WHAT YOU WILL DO: Output nothing but the lines from the line with "of the rusty" through the end of the listing below, both ends included.

[Coordinate annotation records]
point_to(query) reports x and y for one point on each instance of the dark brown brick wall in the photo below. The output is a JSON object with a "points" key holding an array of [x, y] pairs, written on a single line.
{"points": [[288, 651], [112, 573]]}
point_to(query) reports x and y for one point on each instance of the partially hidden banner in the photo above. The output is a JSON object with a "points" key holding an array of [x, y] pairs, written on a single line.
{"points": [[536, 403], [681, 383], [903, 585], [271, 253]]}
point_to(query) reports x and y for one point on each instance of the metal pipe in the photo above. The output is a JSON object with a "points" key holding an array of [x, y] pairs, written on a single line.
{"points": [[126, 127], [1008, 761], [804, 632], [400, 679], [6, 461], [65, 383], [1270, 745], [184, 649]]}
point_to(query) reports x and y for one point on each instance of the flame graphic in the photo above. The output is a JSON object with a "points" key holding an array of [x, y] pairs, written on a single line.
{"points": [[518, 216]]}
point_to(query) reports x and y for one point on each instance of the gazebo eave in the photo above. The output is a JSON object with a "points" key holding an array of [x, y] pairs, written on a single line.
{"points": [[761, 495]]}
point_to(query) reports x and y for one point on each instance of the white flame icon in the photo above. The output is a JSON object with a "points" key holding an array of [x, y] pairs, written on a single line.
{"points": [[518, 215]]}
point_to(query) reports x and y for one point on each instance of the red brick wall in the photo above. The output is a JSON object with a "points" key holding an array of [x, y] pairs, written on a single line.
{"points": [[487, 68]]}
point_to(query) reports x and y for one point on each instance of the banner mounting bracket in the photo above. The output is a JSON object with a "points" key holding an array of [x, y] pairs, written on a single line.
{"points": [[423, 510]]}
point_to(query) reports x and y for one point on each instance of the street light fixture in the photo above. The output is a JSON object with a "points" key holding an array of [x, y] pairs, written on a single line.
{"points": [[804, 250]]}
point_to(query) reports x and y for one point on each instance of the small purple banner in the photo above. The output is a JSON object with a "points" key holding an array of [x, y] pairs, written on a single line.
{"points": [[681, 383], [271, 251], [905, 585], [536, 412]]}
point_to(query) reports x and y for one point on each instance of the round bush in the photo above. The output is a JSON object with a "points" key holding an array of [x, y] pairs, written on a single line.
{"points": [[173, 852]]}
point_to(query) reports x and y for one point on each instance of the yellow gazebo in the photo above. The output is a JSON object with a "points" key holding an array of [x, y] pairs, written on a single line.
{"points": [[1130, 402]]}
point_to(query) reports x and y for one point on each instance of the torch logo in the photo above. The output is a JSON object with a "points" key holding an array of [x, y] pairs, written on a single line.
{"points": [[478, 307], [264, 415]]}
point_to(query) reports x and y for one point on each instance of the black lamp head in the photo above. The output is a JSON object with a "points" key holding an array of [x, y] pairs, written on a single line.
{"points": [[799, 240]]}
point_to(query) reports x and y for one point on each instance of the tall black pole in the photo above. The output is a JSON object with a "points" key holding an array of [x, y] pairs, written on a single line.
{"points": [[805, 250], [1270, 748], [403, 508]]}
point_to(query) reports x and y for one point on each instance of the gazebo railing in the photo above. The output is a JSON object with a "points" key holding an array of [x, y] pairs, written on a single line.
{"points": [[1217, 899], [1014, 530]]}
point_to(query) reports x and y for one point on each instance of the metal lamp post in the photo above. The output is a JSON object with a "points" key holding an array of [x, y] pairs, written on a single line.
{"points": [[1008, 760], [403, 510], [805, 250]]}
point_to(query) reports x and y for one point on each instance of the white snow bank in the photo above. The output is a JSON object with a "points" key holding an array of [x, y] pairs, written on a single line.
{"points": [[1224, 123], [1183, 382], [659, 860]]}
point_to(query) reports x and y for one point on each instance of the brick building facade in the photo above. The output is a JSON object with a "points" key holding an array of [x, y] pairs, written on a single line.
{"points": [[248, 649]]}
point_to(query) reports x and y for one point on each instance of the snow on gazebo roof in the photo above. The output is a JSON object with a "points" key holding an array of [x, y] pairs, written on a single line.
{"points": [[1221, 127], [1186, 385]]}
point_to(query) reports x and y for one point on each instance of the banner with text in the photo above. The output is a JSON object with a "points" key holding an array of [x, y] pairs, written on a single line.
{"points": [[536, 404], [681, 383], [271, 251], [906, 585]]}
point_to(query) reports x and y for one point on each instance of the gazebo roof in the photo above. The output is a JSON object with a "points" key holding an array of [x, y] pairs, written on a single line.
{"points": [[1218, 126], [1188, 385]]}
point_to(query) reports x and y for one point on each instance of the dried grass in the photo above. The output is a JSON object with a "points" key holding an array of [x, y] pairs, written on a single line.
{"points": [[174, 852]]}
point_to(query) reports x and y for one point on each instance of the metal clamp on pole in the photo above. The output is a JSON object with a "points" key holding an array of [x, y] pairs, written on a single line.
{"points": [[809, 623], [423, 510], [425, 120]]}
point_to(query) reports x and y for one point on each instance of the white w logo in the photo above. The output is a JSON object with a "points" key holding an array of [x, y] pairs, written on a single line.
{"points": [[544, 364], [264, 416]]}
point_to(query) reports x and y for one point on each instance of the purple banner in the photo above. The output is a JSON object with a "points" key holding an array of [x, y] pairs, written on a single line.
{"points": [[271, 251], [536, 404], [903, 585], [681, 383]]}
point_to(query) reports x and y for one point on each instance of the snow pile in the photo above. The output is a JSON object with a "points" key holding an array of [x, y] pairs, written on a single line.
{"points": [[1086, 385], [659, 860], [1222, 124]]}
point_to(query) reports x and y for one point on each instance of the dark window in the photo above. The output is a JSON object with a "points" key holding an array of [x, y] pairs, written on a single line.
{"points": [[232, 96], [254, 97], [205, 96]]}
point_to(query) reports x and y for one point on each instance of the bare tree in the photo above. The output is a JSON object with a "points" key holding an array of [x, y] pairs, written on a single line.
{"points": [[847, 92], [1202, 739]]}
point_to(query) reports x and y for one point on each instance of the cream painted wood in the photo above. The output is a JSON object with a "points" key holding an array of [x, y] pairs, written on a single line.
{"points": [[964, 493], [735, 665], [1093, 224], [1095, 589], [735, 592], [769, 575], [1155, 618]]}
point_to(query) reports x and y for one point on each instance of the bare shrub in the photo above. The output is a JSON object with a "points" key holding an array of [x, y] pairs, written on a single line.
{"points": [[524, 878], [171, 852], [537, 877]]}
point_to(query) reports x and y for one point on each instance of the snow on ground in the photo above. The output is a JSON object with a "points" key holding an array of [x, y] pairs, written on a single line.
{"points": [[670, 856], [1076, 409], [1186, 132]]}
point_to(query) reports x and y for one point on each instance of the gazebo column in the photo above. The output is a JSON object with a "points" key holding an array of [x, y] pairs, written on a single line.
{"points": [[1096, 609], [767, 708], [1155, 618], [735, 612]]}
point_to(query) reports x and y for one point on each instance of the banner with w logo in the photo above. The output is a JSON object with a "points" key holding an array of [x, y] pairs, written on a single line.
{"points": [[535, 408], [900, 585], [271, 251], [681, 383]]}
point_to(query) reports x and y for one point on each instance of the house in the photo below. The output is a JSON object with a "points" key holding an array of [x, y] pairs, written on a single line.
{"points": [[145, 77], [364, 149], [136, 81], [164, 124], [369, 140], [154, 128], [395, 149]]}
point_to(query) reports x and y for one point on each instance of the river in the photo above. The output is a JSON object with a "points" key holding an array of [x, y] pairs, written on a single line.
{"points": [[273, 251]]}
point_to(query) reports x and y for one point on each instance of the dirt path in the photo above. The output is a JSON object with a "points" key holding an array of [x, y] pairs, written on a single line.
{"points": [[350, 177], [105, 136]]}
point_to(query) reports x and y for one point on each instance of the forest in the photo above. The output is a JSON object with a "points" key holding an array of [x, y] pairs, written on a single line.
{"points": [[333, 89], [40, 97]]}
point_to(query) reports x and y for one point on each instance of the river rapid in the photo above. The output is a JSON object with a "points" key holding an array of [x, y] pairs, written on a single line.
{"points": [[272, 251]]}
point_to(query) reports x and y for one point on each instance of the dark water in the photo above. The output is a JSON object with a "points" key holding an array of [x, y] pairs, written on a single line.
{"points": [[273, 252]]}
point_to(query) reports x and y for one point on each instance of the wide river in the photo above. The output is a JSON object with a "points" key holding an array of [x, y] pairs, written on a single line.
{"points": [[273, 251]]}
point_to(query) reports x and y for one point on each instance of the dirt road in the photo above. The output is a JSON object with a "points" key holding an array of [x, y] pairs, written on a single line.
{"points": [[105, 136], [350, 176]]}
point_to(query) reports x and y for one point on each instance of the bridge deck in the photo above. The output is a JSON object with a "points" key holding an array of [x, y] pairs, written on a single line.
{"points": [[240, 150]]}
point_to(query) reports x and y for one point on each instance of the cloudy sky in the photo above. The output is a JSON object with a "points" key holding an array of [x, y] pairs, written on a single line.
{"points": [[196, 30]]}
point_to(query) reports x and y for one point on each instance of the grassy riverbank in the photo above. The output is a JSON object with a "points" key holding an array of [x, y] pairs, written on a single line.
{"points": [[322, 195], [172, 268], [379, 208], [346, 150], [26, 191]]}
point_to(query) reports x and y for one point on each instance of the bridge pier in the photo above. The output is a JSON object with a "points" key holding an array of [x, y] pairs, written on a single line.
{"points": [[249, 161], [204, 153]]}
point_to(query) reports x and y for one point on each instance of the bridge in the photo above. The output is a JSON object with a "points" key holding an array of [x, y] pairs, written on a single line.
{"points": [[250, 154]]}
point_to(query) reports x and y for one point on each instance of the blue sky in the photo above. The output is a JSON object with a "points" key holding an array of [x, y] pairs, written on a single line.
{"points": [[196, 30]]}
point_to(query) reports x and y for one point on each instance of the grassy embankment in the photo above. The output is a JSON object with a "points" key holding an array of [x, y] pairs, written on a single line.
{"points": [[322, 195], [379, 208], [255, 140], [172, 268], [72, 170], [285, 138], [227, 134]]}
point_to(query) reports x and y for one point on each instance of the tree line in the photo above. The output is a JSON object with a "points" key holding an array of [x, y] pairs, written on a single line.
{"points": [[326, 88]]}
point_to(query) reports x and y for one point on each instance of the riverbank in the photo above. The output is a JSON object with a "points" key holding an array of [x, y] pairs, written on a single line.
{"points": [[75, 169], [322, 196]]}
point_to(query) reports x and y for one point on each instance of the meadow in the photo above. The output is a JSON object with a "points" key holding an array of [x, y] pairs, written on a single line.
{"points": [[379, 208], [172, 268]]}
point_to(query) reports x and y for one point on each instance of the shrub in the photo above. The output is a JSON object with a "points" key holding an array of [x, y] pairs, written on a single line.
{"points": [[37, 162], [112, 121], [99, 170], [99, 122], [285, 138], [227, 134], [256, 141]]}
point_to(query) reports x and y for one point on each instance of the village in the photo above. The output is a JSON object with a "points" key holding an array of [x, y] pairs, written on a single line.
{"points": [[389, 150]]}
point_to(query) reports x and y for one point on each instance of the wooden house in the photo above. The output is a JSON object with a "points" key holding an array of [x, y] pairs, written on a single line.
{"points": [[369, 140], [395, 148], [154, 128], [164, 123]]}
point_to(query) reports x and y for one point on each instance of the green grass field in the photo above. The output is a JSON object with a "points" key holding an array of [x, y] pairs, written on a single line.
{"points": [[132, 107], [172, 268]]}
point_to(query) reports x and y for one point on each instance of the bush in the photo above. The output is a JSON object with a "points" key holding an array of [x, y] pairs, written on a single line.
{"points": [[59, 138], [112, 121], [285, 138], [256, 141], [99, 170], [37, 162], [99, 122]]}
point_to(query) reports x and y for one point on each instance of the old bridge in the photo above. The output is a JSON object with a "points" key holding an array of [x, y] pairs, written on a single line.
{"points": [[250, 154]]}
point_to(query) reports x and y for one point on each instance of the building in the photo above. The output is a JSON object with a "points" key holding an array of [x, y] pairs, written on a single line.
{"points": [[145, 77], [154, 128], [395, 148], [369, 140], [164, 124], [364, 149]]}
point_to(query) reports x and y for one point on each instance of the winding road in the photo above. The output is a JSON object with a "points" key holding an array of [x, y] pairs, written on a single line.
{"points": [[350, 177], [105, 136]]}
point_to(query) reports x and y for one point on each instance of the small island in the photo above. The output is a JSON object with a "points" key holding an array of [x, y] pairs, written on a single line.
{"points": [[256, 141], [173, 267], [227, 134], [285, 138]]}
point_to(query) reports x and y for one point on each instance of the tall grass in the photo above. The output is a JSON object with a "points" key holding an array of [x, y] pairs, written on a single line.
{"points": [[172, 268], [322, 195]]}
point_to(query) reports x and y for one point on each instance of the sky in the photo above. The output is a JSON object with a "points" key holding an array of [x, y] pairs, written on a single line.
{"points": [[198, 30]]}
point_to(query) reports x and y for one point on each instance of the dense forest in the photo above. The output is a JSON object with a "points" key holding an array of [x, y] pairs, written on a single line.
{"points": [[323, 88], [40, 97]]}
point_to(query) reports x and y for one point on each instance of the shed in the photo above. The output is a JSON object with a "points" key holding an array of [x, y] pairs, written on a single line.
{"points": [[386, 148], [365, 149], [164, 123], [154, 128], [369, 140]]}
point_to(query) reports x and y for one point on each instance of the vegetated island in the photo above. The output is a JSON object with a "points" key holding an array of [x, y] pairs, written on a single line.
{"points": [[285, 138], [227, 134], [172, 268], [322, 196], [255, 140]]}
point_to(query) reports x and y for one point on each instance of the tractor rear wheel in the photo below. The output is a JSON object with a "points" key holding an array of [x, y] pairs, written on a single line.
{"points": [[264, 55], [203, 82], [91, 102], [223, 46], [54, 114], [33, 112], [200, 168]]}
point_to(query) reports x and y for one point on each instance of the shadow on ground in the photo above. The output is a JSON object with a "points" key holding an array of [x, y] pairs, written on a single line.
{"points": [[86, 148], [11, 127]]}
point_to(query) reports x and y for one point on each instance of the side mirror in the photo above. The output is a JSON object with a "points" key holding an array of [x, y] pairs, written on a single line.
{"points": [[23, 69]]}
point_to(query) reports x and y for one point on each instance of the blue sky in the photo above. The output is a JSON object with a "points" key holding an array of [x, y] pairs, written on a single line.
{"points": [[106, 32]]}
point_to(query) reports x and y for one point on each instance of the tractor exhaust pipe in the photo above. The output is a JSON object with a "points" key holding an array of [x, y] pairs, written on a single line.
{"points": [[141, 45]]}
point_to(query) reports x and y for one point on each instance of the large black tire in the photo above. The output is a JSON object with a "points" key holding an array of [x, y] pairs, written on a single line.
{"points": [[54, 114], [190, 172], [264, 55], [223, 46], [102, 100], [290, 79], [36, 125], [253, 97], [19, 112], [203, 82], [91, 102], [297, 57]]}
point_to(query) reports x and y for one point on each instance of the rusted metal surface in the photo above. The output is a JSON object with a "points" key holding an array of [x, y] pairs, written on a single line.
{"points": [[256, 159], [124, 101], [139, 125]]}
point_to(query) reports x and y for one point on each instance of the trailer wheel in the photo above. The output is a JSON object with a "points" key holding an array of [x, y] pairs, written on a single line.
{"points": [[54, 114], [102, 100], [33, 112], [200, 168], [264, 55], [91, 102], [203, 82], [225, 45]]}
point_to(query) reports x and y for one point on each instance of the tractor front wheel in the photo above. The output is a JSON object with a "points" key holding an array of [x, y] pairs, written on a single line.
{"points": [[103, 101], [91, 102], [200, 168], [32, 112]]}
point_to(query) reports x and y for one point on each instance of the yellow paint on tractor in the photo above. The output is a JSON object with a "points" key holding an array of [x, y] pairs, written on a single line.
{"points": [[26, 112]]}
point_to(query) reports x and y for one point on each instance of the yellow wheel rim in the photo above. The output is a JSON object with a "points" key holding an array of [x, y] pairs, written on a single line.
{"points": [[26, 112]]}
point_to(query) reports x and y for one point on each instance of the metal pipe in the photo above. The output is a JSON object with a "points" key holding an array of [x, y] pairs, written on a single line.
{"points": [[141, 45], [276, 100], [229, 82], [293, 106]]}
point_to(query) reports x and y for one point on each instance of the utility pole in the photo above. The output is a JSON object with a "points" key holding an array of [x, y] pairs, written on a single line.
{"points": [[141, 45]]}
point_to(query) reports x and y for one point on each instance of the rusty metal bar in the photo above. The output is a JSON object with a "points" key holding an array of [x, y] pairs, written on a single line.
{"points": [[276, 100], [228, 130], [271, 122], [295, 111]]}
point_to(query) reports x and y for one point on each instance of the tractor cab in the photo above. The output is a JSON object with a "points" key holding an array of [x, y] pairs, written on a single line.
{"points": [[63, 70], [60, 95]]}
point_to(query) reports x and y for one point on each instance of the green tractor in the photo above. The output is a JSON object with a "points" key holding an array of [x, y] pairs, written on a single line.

OUTPUT OF THE EXERCISE:
point_to(query) reports x and y for one point on each instance of the rusty metal bar in the photo above. The output is a JSON object with a "points" key holding an array of [x, y] pairs, written on a single line.
{"points": [[276, 100], [228, 130], [271, 122], [295, 111]]}
point_to(query) reports x and y for one point on each instance of the tractor cab in the photo above. The output is a JSON object with a "points" key holding an array of [x, y] pairs, written on a single line.
{"points": [[63, 70], [60, 95]]}
point_to(query) reports x and y for one point on each instance of the green tractor in the photo above. The output is a JSON object with a "points" key holding an array of [x, y] pairs, written on a single line.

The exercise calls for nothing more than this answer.